> _Items from a dataset_:
================
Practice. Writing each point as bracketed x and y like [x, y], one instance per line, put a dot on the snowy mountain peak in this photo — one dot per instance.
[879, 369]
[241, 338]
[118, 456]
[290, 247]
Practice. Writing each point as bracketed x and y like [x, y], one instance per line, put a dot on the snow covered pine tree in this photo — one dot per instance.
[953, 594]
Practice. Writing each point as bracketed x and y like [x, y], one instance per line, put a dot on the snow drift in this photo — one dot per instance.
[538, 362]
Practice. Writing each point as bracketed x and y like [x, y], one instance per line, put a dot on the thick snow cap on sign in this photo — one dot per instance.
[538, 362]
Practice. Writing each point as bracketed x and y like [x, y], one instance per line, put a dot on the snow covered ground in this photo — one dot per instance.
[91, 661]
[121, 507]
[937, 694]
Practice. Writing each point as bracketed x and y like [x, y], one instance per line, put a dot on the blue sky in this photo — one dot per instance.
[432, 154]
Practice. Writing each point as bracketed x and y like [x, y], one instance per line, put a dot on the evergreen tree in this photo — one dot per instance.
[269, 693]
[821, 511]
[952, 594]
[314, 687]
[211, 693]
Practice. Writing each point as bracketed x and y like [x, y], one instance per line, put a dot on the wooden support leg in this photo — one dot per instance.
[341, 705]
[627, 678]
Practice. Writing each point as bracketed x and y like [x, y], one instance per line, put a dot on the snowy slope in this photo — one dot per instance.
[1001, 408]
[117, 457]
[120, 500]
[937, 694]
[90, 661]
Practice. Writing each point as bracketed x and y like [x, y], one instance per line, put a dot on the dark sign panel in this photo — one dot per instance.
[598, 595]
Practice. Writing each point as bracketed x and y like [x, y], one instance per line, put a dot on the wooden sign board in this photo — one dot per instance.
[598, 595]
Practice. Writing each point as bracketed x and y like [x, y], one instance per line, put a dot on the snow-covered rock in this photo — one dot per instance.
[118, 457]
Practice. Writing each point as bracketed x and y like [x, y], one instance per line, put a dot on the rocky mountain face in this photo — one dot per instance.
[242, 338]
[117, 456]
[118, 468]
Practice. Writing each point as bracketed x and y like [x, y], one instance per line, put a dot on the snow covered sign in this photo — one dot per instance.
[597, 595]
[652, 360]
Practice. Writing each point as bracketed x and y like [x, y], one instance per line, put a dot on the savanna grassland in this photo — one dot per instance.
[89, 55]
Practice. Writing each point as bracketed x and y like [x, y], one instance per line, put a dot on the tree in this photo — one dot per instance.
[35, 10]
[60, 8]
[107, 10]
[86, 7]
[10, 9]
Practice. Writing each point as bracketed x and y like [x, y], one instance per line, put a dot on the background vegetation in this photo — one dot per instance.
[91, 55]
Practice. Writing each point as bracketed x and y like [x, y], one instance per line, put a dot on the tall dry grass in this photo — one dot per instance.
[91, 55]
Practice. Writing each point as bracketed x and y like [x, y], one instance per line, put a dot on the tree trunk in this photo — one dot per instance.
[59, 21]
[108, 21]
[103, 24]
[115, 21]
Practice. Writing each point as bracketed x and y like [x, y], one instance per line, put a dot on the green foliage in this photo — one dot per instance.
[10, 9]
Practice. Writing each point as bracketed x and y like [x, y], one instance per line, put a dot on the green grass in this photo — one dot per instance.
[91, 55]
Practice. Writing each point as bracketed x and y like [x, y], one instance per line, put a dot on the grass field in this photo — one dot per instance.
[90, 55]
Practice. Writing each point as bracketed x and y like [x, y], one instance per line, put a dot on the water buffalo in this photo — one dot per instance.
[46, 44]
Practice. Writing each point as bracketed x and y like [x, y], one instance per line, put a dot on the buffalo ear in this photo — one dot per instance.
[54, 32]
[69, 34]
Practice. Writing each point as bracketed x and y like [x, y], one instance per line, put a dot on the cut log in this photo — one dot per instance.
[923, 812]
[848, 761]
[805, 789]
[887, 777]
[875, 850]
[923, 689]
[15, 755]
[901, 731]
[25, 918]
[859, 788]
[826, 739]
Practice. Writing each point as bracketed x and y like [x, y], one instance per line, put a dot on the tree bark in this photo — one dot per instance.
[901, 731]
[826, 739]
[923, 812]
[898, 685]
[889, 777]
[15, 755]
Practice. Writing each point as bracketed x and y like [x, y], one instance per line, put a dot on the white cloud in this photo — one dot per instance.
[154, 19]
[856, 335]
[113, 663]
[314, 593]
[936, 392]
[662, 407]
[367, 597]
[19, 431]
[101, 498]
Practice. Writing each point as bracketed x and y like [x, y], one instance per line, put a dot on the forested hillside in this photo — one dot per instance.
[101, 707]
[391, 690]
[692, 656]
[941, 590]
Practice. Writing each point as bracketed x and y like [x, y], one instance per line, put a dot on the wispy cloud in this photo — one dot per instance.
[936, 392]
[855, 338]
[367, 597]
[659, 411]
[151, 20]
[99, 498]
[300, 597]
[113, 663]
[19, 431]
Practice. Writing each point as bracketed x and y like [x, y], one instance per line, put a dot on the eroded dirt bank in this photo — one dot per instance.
================
> _Task instructions_: Please repeat the records so that each one reads exactly as it does above.

> _Answer area_:
Practice. Writing each point as bracketed x and y like [x, y], one instance per line, put a dot on the snowy mountain peak in this photo — one dot per instance.
[879, 369]
[241, 338]
[118, 456]
[290, 247]
Practice. Writing each point as bracketed x and y like [x, y], one instance per line, put a dot on the snow covered pine tree in this photo — one dot per instance.
[953, 594]
Practice. Writing each point as bracketed x and y like [x, y], one instance per line, put a dot on the snow drift in this photo — one dot per instance.
[538, 362]
Practice. Writing each point as bracketed x and y like [x, y], one instance per line, put a dot on the thick snow cap on sign in this photo — one dot per instance.
[538, 362]
Practice. Writing each point as bracketed x and y like [x, y], one instance per line, put a dot on the snow covered ground in this photo — one dot per instance.
[91, 661]
[121, 507]
[937, 694]
Practice. Writing each point as bracketed x and y like [x, y], one instance per line, put a dot on the blue sky in this photo — one dot per instance.
[432, 154]
Practice. Writing each point as bracketed x and y like [x, y], one instance per line, put a dot on the evergreen tree in this photo — one dot per instance.
[269, 693]
[821, 511]
[952, 594]
[314, 687]
[211, 693]
Practice. Writing each point as bracketed x and y like [x, y], one instance per line, put a dot on the wooden support leg in this photo — one dot per instance.
[341, 705]
[627, 678]
Practice. Writing each point as bracketed x and y like [x, y], one instance per line, put a dot on the snowy slope in this photo — one dot per instance.
[1001, 408]
[117, 457]
[120, 500]
[937, 694]
[90, 661]
Practice. Writing each point as bracketed x and y like [x, y], one instance per line, put a dot on the dark sign panel in this photo — one dot per instance.
[598, 595]
Practice. Writing each point as bracketed x and y like [x, y], one instance per line, put a dot on the wooden sign board in this photo — one dot per instance.
[598, 595]
Practice. Writing each point as bracketed x and y like [x, y], one instance per line, put a dot on the snow-covered rock in this photo — one dot per instance.
[118, 457]
Practice. Writing each point as bracketed x and y like [x, y], one instance per line, put a dot on the rocky mountain face in this photo — one dot per instance.
[242, 338]
[117, 456]
[118, 468]
Practice. Writing each point as bracketed x and y like [x, y], one instance per line, put a dot on the snow covered sign in this photo — one dot per instance.
[597, 595]
[652, 360]
Practice. Writing each point as bracketed x and y like [x, y], one instance per line, put a dot on the savanna grassland in this photo — one dot per instance.
[89, 55]
Practice. Writing each point as bracketed x and y like [x, y], one instance per line, put a dot on the tree in this photo — one dot per instance.
[35, 10]
[60, 8]
[107, 10]
[86, 7]
[10, 9]
Practice. Writing each point as bracketed x and y like [x, y], one instance per line, put a dot on the background vegetation in this photo — one dot per instance.
[91, 55]
Practice. Writing each point as bracketed x and y like [x, y], one instance per line, put a dot on the tall dry grass in this photo — one dot per instance.
[91, 55]
Practice. Writing each point as bracketed x and y like [x, y], one instance per line, put a dot on the tree trunk in this photo — one dot per instance.
[59, 21]
[108, 21]
[103, 24]
[115, 21]
Practice. Writing each point as bracketed x and y like [x, y], one instance per line, put a dot on the green foliage in this photo — one dot per instance.
[10, 9]
Practice. Writing each point as bracketed x and y like [x, y], one instance per line, put a dot on the green grass in this photo — one dot per instance.
[91, 55]
Practice. Writing each point as bracketed x and y like [x, y], one instance per line, put a dot on the grass field in this photo — one dot per instance.
[90, 55]
Practice. Writing each point as bracketed x and y like [x, y], one instance per line, put a dot on the water buffalo in this photo — one dot per instance.
[46, 44]
Practice. Writing each point as bracketed x and y like [x, y], one instance per line, put a dot on the buffalo ear in this photo — one dot per instance.
[54, 32]
[69, 34]
Practice. Writing each point as bracketed x and y like [x, y], one instance per line, put a dot on the cut log in this photo — one dot per instance.
[923, 812]
[848, 761]
[805, 789]
[887, 777]
[875, 850]
[923, 689]
[15, 755]
[901, 731]
[25, 918]
[859, 788]
[826, 739]
Practice. Writing each point as bracketed x and y like [x, y], one instance per line, put a dot on the tree bark in this photo — one dot per instance.
[901, 731]
[826, 739]
[923, 812]
[898, 685]
[889, 777]
[15, 755]
Practice. Writing each point as bracketed x and y like [x, y], one instance per line, put a dot on the white cloud in this photo — one dot per instance.
[154, 19]
[856, 335]
[113, 663]
[314, 593]
[936, 392]
[662, 407]
[367, 597]
[19, 431]
[101, 498]
Practice. Writing each point as bracketed x and y like [x, y], one instance per line, put a dot on the forested hillside in this photo — one dot per instance.
[101, 707]
[391, 690]
[692, 656]
[941, 590]
Practice. Writing each point as bracketed x and y like [x, y], one instance per line, put a dot on the wispy cloud in this photo — one dot per instance.
[936, 392]
[855, 338]
[367, 597]
[659, 411]
[151, 20]
[99, 498]
[300, 597]
[113, 663]
[19, 431]
Practice. Writing each point as bracketed x and y like [x, y], one instance per line, put a dot on the eroded dirt bank in this photo — one dot per instance.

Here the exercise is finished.